| Görev a |
Merdiven silme ve felsefi metafor üzerine olan metni baştan sona, hiçbir değişiklik yapmadan yeniden verin.

| Metin |
---

Hafızamın oyunu ne mi? Orhan Kemal’in “Devlet Kuşu” isimli romanında Avare Mustafa’nın kız kardeşinin hafta sonları ev işi yaparken kendi evinin işini yapacağını hayal ettiği sahneler mesela. Merdivenleri siliyor, bir taraftan da mesela bir kadın filozof olsaydı -ki o zamanlar aynı dersleri almakta olduğumuz erkek arkadaşlarımız kadınlardan filozof çıkmadığına dair sürekli bizi aşağılama girişiminde bulunurdu- bu merdiven silme işini nasıl bir metafor olarak kullanırdı diye düşünüyorum. Çünkü, Allah rahmet eylesin, hocamız Prof. Dr. Nihat Keklik, felsefe ve metafor bahsinde filozofların kullandığı metaforları öyle güzel anlatıyor ve bizleri geleceğin filozofu olacağımıza o kadar inandırmış bulunuyordu ki, hayattaki her ayrıntıyı, alnımızın terini akıttığımız her işi, ilerde kuracağımız teori için metaforlar üreteceğimiz bir imkân olarak görüyorduk.

Oruçlu bir insanın o sarhoşluk ile basamak ve merdiven bahsinden bahtına bir şey düşmeyeceğini düşünemiyordum elbet.

Haşim’in “Ağır ağır çıkacaksın bu merdivenlerden” mısraı bütün merdivenli imajların üzerini örttüğü için zihnim hiç kıpırdamıyor merdiven ve metafor bahsinde diye kendimi teselli ediyor, yine hocamın etkisiyle bundan sonra daha az şiir daha çok felsefe diye kendimi ikna etmeye çalışıyordum. Merdiven silme bahsini, felsefi metafor olarak kullanmak üzere zihnimi zorluyordum, ama bu zorlama sadece baş dönmesine yol açıyordu.

---

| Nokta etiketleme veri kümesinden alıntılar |

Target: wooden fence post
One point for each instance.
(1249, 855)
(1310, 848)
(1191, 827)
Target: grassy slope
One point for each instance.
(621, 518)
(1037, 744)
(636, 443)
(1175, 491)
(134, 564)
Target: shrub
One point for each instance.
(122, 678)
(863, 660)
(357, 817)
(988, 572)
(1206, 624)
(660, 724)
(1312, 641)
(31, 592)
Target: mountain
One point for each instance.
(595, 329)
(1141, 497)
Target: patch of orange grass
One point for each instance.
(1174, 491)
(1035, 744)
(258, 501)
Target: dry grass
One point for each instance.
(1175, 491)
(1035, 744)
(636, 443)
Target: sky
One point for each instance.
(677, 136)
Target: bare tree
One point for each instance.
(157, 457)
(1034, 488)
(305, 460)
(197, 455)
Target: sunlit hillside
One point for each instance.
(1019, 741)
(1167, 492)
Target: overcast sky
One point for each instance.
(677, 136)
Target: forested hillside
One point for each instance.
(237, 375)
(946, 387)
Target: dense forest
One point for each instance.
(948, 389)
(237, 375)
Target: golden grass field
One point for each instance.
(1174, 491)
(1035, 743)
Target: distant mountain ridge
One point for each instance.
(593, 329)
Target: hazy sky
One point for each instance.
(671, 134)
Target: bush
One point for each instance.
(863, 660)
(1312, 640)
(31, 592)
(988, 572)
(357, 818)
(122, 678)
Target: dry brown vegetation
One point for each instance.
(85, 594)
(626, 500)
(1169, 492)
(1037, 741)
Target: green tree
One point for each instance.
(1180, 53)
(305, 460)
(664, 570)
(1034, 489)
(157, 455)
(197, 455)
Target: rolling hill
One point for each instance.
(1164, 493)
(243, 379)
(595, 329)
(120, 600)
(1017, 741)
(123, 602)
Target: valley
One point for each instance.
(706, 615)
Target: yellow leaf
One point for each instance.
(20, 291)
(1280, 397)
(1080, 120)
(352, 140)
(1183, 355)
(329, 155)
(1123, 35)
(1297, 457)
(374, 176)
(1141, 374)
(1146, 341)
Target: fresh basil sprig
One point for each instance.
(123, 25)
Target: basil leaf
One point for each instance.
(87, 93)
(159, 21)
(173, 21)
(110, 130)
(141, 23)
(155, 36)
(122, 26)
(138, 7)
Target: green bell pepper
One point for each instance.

---

| Görev b |
Kayıtlarda "Target: basil leaf" ifadesini içeren satırdan kayıtların sonuna kadar uzanan bölümü, iki ucu da dahil olmak üzere, değiştirmeden yazıya geçirin.

| Tam yanıt a |
Hafızamın oyunu ne mi? Orhan Kemal’in “Devlet Kuşu” isimli romanında Avare Mustafa’nın kız kardeşinin hafta sonları ev işi yaparken kendi evinin işini yapacağını hayal ettiği sahneler mesela. Merdivenleri siliyor, bir taraftan da mesela bir kadın filozof olsaydı -ki o zamanlar aynı dersleri almakta olduğumuz erkek arkadaşlarımız kadınlardan filozof çıkmadığına dair sürekli bizi aşağılama girişiminde bulunurdu- bu merdiven silme işini nasıl bir metafor olarak kullanırdı diye düşünüyorum. Çünkü, Allah rahmet eylesin, hocamız Prof. Dr. Nihat Keklik, felsefe ve metafor bahsinde filozofların kullandığı metaforları öyle güzel anlatıyor ve bizleri geleceğin filozofu olacağımıza o kadar inandırmış bulunuyordu ki, hayattaki her ayrıntıyı, alnımızın terini akıttığımız her işi, ilerde kuracağımız teori için metaforlar üreteceğimiz bir imkân olarak görüyorduk.

Oruçlu bir insanın o sarhoşluk ile basamak ve merdiven bahsinden bahtına bir şey düşmeyeceğini düşünemiyordum elbet.

Haşim’in “Ağır ağır çıkacaksın bu merdivenlerden” mısraı bütün merdivenli imajların üzerini örttüğü için zihnim hiç kıpırdamıyor merdiven ve metafor bahsinde diye kendimi teselli ediyor, yine hocamın etkisiyle bundan sonra daha az şiir daha çok felsefe diye kendimi ikna etmeye çalışıyordum. Merdiven silme bahsini, felsefi metafor olarak kullanmak üzere zihnimi zorluyordum, ama bu zorlama sadece baş dönmesine yol açıyordu.

| Tam yanıt b |
Target: basil leaf
One point for each instance.
(87, 93)
(159, 21)
(173, 21)
(110, 130)
(141, 23)
(155, 36)
(122, 26)
(138, 7)
Target: green bell pepper
One point for each instance.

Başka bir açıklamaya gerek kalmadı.